Work to do: Go through the data below and list every line that contains the word "brick", copying each such line in full.

Material to process:
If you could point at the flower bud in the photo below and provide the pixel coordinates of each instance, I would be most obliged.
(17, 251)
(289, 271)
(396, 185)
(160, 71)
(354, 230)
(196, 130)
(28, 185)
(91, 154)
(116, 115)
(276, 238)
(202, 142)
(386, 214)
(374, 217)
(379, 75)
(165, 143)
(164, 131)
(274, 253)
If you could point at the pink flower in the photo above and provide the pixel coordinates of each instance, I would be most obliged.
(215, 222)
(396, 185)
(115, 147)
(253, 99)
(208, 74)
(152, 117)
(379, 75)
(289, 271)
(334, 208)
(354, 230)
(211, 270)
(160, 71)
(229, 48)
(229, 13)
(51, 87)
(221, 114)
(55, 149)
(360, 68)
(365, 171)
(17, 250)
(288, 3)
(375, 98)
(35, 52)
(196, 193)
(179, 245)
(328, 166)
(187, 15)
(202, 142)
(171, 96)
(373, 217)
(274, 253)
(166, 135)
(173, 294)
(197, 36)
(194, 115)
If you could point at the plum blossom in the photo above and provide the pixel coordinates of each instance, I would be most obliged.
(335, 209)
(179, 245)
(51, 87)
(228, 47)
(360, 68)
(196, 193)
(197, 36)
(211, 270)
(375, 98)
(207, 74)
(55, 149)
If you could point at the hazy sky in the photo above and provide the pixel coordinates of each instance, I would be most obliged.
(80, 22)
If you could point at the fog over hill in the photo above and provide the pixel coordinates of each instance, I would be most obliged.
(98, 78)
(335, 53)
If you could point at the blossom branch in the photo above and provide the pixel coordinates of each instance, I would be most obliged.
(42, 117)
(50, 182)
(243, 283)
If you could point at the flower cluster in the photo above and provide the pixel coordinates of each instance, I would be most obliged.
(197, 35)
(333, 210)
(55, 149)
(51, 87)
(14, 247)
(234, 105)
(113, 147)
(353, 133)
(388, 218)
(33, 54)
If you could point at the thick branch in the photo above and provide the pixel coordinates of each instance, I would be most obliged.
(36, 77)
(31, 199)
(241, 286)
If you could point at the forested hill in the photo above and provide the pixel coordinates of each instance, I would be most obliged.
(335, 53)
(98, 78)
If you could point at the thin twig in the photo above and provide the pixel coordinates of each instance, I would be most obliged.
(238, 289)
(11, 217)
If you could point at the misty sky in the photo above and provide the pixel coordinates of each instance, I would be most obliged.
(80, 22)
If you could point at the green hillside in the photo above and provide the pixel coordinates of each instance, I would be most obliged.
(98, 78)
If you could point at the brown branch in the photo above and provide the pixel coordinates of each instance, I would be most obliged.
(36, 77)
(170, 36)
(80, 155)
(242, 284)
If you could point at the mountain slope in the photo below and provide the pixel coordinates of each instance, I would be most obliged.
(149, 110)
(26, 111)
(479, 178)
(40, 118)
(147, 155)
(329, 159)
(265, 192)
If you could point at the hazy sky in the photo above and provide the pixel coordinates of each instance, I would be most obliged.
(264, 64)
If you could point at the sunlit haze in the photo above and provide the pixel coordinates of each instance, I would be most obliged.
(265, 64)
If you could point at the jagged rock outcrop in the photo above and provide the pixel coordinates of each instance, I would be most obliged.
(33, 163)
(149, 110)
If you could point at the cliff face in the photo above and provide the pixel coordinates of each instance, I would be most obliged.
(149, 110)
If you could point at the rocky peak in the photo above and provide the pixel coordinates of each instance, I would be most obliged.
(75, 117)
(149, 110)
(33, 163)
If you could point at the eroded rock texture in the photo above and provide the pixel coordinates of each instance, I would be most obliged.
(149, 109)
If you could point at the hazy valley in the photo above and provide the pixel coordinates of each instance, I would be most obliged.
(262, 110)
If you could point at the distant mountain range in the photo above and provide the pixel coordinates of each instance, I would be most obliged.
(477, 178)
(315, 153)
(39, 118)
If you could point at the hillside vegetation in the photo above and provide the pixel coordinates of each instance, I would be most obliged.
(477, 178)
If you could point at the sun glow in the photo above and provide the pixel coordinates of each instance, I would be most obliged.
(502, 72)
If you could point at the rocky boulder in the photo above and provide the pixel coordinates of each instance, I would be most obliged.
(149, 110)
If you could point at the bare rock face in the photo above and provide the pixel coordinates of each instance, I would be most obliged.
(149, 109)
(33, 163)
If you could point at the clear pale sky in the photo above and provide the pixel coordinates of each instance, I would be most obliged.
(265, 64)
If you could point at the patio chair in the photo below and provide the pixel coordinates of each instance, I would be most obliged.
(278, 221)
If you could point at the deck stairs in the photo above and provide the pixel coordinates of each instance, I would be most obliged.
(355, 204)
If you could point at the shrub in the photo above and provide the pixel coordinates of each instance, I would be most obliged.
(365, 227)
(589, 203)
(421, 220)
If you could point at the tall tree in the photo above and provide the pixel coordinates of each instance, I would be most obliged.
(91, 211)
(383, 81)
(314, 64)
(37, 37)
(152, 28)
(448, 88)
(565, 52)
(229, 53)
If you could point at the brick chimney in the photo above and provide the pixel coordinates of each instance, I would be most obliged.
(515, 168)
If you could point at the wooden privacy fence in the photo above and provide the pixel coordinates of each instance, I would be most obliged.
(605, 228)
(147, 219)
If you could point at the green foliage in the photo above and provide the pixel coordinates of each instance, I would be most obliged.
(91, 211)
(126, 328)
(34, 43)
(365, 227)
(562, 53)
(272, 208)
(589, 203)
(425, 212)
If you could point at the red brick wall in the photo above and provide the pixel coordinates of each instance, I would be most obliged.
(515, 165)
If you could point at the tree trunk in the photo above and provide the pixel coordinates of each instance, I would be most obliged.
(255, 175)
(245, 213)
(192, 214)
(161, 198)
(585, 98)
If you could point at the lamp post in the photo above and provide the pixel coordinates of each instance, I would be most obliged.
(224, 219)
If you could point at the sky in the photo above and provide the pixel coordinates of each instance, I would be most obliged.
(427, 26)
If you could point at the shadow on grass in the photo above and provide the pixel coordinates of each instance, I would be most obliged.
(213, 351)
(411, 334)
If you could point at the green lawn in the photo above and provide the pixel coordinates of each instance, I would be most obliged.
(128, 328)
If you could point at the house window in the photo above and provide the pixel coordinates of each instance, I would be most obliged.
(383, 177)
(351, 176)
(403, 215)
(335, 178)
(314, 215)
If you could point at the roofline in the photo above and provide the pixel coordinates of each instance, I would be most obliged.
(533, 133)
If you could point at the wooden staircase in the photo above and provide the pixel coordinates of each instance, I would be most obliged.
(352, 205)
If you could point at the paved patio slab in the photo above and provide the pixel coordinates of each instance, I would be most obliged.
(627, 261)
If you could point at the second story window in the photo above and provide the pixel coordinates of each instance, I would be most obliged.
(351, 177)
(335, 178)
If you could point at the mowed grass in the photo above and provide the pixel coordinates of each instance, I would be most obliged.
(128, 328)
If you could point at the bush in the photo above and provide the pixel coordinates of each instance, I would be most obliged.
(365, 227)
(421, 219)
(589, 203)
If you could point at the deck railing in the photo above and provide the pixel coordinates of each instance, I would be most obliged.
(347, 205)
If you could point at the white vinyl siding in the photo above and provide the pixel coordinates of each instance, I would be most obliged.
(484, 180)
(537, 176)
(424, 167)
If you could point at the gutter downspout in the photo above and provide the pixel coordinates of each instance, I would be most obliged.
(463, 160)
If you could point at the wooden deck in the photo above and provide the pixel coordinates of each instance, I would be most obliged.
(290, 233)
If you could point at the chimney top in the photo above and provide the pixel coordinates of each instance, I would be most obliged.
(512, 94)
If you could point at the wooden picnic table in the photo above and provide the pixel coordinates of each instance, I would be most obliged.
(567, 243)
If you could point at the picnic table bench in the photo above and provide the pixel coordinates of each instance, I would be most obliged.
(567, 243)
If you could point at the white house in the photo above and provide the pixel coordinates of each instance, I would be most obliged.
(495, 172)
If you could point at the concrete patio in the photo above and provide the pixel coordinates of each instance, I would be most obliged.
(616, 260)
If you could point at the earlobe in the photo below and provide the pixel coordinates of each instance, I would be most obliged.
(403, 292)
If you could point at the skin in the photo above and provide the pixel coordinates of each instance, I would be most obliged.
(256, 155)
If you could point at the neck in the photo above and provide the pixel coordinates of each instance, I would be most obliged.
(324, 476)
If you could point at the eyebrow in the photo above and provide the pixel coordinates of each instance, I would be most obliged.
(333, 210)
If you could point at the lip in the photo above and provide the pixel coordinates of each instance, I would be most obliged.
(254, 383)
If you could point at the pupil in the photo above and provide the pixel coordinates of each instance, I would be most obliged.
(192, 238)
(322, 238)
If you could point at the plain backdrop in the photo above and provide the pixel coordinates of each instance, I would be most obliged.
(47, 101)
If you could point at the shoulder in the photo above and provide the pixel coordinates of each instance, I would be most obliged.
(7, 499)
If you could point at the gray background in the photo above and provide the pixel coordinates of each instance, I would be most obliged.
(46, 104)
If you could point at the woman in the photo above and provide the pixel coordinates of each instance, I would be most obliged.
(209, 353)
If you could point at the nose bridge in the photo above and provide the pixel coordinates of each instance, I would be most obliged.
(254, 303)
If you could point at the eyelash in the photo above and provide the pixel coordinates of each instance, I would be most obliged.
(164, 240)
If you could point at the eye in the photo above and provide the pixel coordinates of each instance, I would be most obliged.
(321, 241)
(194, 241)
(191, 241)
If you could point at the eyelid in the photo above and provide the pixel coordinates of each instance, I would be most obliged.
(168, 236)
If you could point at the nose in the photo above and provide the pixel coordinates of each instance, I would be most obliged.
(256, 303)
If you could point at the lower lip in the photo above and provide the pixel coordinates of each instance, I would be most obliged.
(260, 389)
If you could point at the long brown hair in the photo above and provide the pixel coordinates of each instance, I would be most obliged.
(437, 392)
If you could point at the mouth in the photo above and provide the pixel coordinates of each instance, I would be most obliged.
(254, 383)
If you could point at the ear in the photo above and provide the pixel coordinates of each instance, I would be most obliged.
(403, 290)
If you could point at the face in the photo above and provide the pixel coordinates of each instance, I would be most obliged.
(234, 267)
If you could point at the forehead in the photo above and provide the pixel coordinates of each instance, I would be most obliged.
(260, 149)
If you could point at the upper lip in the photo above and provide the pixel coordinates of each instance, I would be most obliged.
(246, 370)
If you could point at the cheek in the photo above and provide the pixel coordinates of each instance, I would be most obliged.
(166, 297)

--

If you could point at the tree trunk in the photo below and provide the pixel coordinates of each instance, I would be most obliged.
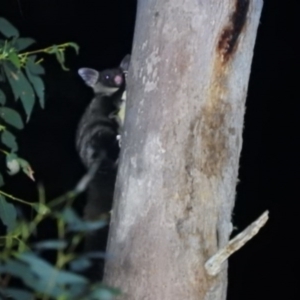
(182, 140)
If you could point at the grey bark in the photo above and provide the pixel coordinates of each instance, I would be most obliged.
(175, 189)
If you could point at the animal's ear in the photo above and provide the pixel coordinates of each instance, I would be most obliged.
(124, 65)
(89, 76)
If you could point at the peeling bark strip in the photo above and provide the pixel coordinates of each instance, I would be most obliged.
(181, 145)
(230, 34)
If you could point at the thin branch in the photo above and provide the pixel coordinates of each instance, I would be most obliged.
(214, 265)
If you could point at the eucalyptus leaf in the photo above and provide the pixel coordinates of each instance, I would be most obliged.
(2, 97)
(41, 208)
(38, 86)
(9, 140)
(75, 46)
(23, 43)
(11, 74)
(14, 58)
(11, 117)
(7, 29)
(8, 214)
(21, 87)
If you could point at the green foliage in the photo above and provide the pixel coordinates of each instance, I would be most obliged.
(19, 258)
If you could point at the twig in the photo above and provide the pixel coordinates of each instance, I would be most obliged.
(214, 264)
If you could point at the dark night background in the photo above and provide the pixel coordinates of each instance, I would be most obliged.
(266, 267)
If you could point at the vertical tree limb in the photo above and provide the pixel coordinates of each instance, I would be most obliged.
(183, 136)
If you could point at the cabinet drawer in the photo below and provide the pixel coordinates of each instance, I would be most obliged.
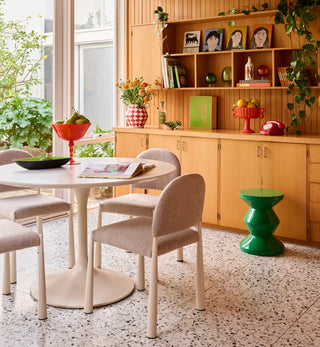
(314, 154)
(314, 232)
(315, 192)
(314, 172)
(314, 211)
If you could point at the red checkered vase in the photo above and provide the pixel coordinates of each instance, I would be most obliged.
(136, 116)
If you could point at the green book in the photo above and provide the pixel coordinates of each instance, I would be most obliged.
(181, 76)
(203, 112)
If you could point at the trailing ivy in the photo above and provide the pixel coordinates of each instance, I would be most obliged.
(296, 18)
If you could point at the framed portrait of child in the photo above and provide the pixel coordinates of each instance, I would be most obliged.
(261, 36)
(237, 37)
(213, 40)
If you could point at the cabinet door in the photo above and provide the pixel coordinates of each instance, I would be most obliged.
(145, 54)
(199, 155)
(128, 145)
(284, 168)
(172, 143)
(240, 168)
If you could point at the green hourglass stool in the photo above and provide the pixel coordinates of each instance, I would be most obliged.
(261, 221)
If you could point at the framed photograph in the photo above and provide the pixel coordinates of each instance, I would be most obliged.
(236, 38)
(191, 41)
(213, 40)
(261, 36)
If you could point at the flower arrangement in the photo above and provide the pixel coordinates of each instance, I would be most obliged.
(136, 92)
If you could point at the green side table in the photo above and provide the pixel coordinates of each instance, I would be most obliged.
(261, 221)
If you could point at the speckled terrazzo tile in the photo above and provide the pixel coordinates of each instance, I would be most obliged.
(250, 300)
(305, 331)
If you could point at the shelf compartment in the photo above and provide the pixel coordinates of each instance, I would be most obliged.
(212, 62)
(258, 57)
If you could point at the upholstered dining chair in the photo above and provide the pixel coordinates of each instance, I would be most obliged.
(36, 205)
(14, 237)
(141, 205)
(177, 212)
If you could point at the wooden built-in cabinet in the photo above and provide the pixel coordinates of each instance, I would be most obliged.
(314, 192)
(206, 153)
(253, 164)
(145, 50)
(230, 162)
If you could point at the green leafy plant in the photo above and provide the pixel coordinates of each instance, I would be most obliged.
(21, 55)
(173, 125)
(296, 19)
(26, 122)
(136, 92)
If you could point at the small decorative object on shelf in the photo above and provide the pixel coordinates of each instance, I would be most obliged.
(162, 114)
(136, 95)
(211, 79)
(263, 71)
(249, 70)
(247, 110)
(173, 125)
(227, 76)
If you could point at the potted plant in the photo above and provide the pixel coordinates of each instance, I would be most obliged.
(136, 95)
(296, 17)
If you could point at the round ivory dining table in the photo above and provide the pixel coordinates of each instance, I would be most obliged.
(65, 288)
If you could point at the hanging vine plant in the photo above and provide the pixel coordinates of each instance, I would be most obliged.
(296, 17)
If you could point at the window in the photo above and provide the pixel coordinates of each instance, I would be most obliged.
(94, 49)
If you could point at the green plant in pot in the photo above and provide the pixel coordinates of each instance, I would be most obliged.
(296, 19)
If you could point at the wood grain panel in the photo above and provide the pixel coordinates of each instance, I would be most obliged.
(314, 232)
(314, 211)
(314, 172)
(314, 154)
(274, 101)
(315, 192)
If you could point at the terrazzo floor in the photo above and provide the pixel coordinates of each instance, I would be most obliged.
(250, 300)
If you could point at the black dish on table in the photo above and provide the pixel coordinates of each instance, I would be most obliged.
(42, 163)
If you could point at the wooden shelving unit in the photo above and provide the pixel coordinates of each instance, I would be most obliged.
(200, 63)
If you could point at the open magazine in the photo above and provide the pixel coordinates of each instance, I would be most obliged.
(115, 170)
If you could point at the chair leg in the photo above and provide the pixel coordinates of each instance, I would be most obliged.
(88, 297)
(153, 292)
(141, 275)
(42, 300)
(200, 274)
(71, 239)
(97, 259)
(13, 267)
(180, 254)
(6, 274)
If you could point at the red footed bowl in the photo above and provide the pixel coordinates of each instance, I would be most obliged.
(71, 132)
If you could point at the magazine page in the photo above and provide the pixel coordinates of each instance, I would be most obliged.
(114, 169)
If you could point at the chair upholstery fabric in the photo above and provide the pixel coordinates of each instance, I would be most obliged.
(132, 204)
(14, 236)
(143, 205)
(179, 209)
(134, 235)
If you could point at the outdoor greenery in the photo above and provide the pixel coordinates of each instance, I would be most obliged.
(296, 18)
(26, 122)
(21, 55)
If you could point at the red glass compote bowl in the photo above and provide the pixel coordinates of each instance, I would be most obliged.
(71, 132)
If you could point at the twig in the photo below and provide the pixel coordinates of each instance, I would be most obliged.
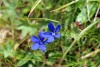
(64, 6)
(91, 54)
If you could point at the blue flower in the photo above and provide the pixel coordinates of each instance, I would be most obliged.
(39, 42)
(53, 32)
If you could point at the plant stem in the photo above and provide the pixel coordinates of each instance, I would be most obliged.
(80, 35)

==

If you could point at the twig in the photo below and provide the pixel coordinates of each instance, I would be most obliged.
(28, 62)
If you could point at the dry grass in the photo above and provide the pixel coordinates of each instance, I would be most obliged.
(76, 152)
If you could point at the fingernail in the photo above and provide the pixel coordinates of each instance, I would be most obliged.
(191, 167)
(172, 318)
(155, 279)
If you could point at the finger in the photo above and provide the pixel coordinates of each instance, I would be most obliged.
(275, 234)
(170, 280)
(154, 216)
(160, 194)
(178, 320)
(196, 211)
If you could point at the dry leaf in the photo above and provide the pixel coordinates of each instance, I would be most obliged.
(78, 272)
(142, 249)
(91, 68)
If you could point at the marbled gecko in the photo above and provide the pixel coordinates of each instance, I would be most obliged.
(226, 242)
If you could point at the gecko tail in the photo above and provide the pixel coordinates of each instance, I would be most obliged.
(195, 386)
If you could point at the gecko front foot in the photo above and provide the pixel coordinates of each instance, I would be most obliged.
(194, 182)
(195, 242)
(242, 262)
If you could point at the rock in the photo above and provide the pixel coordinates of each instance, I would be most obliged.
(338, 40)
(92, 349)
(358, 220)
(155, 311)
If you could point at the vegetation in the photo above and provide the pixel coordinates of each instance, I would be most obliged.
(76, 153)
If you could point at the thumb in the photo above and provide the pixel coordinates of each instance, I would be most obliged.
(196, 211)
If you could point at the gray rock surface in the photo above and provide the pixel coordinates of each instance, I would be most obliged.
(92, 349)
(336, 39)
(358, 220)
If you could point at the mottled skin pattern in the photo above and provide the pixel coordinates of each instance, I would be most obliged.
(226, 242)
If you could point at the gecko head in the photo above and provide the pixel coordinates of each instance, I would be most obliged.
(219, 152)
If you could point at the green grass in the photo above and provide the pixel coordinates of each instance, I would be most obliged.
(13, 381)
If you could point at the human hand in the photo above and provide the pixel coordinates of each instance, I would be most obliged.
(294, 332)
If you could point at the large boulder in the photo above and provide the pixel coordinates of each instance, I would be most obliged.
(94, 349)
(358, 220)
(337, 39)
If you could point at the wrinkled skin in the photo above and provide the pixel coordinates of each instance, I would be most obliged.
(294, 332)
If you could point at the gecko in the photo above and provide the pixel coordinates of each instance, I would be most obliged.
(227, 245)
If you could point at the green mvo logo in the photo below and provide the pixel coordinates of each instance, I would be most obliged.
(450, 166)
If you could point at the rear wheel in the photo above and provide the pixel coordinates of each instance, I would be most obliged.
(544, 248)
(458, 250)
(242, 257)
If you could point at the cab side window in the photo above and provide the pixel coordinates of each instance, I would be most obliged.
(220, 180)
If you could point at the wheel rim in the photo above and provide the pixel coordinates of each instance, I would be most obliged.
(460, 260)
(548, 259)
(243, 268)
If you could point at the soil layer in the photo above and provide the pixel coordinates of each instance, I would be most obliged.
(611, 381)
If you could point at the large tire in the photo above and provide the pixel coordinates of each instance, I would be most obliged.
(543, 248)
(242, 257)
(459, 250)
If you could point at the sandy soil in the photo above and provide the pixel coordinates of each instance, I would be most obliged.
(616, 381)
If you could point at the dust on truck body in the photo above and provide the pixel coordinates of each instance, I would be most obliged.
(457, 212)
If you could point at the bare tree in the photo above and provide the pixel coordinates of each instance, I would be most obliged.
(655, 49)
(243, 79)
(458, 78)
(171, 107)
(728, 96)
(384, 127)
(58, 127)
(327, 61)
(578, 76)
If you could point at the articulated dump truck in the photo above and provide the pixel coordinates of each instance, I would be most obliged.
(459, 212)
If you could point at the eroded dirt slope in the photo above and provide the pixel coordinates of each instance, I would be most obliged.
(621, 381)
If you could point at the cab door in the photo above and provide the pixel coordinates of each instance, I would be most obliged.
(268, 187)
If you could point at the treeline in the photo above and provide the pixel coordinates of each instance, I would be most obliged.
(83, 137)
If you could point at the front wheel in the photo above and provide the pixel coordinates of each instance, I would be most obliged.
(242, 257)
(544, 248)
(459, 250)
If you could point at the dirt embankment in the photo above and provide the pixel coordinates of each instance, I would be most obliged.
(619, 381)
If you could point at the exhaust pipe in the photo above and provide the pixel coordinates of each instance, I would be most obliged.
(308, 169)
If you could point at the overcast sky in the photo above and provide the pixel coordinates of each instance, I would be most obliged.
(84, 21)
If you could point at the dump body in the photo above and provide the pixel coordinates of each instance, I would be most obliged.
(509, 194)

Final result:
If you could point at the brick chimney in the photo above and provide the pixel coordinates of each instance, I would be most obliged.
If you could point at the red brick wall in the photo above and provide the pixel coordinates of each instance, I would be most obliged.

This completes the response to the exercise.